## What you will do
Gather every line in the listing below that contains the word "soil", and copy each one out in full.

Photo-based point labeling data
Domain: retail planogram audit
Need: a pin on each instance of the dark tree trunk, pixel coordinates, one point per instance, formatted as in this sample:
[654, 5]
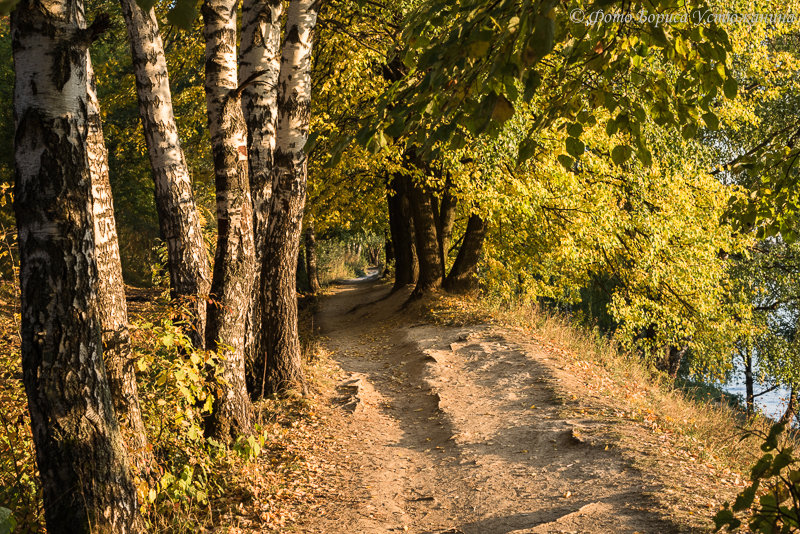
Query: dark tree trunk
[259, 67]
[406, 267]
[791, 409]
[388, 251]
[749, 385]
[82, 461]
[311, 260]
[179, 222]
[282, 367]
[444, 221]
[113, 309]
[430, 266]
[463, 275]
[231, 284]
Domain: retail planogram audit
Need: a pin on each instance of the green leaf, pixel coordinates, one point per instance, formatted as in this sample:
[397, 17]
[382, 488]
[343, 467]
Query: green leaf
[503, 109]
[620, 154]
[146, 5]
[183, 14]
[575, 147]
[311, 142]
[526, 150]
[575, 129]
[531, 85]
[540, 42]
[645, 157]
[782, 460]
[761, 467]
[478, 49]
[711, 120]
[730, 88]
[7, 521]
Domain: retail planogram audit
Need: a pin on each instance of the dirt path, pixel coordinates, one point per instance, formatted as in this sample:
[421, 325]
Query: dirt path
[459, 430]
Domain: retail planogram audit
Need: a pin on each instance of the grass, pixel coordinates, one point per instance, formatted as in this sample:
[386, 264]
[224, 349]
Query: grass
[262, 483]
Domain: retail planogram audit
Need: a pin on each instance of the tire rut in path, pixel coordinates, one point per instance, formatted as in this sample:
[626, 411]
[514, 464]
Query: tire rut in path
[460, 430]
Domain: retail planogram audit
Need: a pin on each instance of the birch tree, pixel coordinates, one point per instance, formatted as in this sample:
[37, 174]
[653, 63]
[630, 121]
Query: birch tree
[113, 310]
[83, 465]
[281, 346]
[189, 272]
[232, 282]
[259, 66]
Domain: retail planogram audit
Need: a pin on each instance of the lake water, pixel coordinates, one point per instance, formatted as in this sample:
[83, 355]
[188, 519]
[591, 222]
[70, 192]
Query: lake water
[772, 404]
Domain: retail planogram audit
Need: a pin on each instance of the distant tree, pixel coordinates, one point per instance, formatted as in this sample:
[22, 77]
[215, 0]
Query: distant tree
[281, 345]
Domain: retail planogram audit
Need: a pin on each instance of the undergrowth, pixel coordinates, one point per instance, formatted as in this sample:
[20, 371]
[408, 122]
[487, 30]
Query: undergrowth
[260, 483]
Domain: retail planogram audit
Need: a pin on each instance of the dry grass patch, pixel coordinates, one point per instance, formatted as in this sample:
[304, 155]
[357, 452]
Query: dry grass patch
[692, 450]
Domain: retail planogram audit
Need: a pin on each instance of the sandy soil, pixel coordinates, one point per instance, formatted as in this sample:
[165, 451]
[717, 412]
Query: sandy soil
[461, 430]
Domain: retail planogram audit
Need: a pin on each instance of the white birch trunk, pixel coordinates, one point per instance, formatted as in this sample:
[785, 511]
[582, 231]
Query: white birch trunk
[189, 271]
[232, 281]
[281, 346]
[259, 67]
[113, 309]
[82, 461]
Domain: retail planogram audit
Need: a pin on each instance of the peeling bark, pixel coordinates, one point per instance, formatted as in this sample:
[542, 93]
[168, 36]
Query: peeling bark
[112, 309]
[282, 368]
[311, 260]
[189, 271]
[82, 461]
[232, 281]
[402, 230]
[259, 67]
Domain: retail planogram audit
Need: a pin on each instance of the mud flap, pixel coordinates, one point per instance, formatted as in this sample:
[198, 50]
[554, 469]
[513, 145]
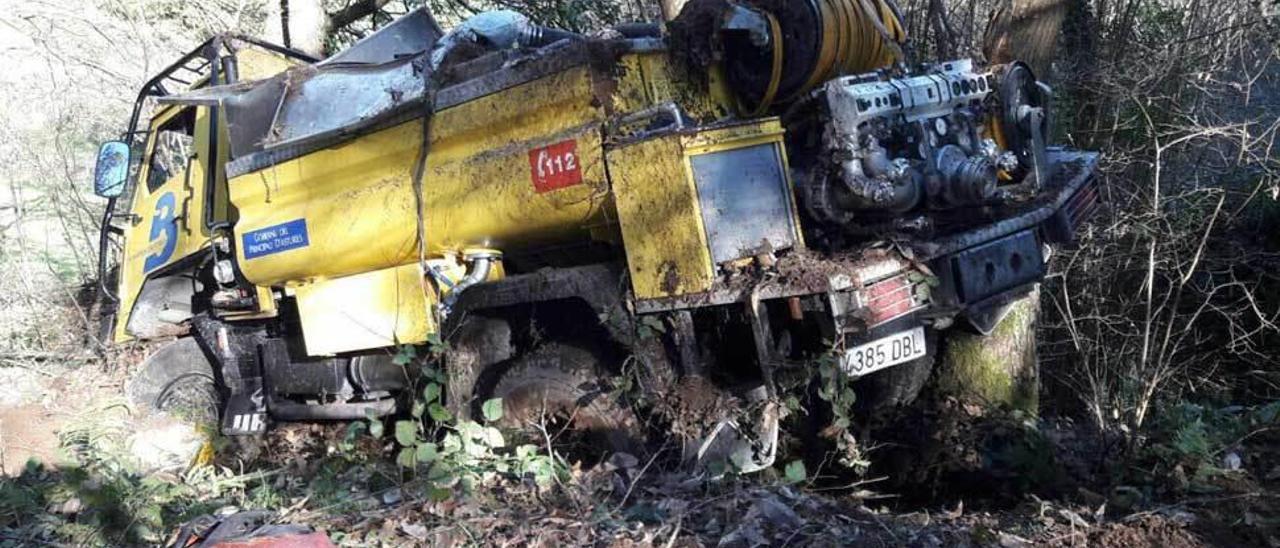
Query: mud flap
[234, 348]
[748, 447]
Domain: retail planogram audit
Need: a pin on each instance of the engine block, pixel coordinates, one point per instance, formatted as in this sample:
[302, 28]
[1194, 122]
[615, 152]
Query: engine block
[896, 145]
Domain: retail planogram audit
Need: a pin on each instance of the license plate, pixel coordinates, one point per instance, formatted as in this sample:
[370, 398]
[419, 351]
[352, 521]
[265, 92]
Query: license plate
[885, 352]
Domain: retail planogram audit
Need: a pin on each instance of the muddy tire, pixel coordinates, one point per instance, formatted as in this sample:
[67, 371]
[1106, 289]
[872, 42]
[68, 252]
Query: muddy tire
[177, 379]
[566, 391]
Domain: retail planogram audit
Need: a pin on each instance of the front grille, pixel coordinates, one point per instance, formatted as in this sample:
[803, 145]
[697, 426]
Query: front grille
[891, 298]
[1061, 227]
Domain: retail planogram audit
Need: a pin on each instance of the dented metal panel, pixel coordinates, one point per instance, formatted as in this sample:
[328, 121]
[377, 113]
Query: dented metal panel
[744, 201]
[370, 310]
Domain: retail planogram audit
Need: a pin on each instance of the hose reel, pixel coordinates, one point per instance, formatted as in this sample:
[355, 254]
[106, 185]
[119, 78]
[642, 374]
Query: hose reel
[805, 44]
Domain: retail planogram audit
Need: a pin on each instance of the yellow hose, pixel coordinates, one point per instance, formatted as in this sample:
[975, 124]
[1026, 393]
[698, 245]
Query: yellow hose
[851, 42]
[775, 71]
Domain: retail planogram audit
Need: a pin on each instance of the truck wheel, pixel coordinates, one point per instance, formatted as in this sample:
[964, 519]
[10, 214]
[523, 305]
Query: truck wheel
[562, 393]
[177, 379]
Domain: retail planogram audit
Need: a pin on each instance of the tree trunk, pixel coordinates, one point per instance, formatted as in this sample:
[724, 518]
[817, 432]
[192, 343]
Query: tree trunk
[999, 370]
[671, 8]
[301, 24]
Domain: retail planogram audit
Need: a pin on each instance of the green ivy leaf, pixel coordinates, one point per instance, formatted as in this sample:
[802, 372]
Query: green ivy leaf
[430, 393]
[405, 355]
[406, 432]
[426, 452]
[439, 414]
[492, 410]
[795, 471]
[407, 457]
[439, 494]
[493, 437]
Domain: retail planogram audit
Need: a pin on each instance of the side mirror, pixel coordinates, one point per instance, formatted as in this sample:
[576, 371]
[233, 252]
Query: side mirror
[113, 168]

## Result for this exercise
Need: a pin on each instance of the sandy soil, pixel coordinates, one point per instance, formatted as in this sample:
Query: sandy soil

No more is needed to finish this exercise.